*WHAT IS ASKED:*
Please pick out and copy every line in the records below that contains the string "slat". Case counts, so a line matches only if its capitalization is the same.
──────── TASK INPUTS ────────
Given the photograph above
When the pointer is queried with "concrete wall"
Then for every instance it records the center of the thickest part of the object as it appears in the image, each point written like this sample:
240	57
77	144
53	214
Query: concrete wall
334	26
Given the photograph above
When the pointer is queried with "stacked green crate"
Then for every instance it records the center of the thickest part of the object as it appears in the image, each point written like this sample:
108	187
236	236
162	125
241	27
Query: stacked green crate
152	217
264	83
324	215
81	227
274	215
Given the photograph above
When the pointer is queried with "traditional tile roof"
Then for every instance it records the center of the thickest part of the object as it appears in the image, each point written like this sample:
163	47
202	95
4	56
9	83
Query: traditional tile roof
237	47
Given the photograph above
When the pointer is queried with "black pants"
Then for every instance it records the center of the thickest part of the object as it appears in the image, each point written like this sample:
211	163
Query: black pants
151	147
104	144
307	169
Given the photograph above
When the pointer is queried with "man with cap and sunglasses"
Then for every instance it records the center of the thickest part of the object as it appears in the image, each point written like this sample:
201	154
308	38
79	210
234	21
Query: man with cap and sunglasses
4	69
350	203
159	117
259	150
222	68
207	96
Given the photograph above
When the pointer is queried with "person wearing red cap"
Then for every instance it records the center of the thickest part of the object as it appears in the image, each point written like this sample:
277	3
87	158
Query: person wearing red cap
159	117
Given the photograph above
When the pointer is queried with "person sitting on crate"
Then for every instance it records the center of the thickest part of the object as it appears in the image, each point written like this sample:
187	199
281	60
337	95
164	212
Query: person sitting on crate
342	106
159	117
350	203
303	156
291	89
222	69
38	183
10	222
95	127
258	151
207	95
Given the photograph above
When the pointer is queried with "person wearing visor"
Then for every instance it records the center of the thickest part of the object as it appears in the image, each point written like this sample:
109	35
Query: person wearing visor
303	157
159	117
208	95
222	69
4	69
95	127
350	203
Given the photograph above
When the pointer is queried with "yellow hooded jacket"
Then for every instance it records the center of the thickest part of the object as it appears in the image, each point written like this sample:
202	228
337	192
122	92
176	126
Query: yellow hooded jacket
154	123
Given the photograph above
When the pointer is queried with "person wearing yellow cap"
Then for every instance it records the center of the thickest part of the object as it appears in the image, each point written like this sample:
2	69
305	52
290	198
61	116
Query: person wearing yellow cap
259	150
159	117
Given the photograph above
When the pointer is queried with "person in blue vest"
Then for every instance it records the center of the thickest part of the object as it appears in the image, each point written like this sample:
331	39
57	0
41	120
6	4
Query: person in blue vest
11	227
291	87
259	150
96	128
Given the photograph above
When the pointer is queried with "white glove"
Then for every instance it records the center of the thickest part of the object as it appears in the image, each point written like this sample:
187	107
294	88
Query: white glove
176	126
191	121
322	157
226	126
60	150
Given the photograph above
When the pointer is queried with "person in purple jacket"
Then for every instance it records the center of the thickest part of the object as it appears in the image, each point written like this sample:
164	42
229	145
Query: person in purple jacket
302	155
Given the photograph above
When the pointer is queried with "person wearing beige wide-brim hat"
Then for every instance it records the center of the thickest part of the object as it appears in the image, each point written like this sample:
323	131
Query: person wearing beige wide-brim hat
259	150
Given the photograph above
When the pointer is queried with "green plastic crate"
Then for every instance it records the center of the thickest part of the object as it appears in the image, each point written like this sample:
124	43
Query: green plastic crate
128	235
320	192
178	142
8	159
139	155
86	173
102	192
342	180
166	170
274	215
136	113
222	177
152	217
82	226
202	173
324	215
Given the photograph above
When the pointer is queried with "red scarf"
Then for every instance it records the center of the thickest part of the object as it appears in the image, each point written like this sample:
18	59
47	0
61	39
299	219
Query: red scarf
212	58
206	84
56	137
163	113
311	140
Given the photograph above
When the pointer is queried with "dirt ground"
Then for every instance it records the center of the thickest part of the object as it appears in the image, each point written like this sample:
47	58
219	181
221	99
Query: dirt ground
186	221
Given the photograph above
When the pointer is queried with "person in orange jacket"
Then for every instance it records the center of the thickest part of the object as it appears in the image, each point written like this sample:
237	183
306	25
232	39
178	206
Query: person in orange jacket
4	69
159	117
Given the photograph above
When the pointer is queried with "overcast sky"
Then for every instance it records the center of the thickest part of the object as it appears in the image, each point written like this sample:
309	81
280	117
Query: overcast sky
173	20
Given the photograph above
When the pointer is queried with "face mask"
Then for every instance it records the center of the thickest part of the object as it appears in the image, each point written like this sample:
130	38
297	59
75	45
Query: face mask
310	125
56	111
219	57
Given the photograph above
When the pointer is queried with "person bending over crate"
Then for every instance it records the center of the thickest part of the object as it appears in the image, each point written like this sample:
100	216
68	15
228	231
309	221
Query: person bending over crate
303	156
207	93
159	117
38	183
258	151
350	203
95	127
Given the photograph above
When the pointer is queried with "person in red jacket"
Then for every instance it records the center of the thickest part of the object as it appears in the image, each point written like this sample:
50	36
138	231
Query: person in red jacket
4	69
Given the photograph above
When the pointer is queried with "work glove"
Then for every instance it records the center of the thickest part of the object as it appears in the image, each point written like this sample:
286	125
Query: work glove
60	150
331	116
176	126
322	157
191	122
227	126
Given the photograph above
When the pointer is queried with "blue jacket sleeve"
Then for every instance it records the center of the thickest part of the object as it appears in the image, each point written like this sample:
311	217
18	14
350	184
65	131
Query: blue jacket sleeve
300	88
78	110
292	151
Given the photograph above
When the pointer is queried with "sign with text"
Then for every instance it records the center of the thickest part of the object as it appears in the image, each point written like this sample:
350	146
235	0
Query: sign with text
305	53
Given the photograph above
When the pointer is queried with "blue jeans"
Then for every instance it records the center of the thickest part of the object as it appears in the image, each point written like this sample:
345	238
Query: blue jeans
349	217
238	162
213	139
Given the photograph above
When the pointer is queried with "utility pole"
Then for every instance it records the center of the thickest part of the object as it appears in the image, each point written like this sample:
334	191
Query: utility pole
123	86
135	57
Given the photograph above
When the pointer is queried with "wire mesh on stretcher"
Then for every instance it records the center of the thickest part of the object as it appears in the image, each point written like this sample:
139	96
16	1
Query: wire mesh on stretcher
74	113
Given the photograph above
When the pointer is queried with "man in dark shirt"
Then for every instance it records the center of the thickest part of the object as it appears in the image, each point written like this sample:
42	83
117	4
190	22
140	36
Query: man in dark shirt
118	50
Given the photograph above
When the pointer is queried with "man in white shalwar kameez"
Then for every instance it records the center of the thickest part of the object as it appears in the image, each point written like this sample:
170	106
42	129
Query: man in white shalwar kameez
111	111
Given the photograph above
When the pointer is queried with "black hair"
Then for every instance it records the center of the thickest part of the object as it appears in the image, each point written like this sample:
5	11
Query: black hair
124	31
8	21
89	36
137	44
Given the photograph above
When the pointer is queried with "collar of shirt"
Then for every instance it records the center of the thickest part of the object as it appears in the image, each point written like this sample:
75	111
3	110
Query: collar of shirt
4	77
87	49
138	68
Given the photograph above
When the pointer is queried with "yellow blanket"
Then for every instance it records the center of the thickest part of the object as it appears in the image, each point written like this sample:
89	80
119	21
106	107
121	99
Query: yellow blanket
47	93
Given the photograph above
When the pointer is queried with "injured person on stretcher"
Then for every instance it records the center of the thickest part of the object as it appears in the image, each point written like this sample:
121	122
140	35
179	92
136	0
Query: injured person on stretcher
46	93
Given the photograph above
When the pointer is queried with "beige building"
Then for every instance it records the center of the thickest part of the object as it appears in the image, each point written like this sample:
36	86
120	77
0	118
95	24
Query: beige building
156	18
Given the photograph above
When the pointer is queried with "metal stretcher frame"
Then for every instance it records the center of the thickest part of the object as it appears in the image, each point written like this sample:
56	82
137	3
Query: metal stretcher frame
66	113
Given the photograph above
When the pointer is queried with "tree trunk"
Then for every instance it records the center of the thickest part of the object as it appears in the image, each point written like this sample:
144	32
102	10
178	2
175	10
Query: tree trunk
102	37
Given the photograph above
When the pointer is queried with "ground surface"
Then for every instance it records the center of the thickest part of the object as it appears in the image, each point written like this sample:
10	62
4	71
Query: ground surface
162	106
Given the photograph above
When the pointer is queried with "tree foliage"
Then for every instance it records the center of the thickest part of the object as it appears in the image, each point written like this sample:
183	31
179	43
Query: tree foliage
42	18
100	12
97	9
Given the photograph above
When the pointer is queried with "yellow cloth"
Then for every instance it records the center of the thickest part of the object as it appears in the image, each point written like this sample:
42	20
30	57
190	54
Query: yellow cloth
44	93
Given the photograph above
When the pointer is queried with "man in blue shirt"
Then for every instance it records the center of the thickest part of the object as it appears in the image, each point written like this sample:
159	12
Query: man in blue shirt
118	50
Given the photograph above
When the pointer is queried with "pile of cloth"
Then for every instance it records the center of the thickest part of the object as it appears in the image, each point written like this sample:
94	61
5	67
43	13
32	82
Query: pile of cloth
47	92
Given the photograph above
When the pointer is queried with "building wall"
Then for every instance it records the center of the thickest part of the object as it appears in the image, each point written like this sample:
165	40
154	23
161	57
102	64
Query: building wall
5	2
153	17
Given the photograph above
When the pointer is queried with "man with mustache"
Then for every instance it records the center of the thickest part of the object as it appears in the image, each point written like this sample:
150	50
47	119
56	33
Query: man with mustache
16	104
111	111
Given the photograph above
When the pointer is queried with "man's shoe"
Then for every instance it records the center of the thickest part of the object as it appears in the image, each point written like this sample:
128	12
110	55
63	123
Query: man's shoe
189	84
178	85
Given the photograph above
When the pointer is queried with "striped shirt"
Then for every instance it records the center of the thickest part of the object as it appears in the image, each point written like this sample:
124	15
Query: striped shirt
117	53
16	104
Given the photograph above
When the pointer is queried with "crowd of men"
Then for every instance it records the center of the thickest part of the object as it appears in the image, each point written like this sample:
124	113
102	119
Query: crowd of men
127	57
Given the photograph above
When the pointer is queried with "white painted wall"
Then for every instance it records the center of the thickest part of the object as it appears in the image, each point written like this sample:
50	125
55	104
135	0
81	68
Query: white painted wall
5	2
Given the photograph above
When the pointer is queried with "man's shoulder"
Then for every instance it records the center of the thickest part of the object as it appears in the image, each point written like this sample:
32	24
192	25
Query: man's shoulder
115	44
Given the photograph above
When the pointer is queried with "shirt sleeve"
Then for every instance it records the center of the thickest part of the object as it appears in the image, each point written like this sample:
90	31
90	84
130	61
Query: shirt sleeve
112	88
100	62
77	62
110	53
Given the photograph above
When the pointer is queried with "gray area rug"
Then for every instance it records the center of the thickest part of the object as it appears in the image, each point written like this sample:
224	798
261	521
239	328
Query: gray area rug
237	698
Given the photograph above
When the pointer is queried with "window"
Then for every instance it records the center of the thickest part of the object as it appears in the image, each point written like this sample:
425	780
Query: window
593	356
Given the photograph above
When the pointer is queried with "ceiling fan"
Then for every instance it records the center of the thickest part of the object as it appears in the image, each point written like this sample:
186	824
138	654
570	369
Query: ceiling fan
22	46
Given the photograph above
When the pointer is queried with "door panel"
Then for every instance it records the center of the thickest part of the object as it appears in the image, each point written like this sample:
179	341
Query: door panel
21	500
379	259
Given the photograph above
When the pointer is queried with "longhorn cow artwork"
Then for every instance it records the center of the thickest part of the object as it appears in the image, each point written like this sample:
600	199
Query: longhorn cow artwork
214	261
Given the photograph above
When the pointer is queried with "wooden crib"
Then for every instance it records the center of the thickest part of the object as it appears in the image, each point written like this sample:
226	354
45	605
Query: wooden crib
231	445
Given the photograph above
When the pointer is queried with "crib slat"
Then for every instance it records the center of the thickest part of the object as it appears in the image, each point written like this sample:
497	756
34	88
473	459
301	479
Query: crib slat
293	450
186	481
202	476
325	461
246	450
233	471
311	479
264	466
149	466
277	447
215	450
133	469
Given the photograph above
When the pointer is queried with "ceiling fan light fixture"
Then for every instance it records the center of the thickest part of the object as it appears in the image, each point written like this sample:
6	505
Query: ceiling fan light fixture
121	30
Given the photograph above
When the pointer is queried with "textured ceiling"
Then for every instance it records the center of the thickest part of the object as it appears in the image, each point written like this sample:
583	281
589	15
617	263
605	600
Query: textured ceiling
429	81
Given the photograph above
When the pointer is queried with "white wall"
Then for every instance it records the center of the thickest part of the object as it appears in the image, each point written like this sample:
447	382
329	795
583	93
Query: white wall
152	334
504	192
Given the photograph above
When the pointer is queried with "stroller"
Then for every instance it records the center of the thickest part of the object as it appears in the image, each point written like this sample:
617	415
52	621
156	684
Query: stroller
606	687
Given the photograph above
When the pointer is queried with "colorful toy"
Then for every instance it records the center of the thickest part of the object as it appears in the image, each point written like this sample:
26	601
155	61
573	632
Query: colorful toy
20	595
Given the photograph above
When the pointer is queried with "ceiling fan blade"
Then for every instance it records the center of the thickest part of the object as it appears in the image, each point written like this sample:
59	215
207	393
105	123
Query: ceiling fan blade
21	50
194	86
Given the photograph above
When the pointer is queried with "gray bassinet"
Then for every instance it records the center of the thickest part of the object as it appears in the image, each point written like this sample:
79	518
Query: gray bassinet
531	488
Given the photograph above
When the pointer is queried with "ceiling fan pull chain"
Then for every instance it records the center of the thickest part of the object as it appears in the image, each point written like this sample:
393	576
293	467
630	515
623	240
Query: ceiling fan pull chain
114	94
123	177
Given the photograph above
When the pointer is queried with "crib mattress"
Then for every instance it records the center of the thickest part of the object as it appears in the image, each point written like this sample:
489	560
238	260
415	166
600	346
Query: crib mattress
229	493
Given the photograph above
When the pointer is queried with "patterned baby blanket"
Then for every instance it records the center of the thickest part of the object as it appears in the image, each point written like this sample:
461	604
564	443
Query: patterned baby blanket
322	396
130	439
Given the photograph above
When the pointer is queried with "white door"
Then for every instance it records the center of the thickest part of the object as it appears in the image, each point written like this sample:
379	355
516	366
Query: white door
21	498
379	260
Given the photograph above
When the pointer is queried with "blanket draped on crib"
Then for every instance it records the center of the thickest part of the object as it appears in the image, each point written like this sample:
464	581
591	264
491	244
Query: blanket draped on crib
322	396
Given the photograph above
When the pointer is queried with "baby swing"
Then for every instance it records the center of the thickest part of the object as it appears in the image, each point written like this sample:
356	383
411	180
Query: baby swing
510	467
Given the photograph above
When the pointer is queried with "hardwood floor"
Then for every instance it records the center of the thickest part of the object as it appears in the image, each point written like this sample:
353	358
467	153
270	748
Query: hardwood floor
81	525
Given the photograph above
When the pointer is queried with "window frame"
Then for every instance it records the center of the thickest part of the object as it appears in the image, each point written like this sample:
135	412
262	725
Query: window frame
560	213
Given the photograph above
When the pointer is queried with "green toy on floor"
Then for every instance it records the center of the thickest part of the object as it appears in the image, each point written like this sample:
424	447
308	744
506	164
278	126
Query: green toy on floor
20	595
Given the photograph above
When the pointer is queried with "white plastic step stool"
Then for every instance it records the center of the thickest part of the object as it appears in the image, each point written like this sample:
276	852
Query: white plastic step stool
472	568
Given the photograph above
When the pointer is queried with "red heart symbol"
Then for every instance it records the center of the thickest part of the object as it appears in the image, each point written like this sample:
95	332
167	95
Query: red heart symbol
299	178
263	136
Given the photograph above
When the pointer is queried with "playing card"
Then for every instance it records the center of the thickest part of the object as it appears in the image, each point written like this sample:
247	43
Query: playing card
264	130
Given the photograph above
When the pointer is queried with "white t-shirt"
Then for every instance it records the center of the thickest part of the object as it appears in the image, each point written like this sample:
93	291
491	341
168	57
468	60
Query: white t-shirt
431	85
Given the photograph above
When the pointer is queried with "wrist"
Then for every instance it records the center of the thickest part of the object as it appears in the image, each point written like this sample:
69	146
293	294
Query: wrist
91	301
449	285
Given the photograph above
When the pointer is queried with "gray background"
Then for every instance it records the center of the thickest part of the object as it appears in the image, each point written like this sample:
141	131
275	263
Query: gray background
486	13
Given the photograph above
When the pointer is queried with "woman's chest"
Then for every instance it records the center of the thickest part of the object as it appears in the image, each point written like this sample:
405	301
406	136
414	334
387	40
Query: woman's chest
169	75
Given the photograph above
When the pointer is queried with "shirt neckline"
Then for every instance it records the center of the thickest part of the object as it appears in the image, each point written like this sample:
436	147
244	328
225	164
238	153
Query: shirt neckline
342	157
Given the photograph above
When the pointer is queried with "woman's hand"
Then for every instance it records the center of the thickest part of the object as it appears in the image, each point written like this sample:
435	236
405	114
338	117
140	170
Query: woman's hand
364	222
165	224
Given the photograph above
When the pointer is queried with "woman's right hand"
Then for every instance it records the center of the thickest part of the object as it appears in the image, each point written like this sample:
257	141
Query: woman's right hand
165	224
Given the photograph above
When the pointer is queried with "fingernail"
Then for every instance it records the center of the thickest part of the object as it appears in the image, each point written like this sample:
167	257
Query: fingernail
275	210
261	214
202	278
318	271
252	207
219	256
────────
*COMPLETED TASK:*
When the pointer is queried with "crib slat"
Query: crib slat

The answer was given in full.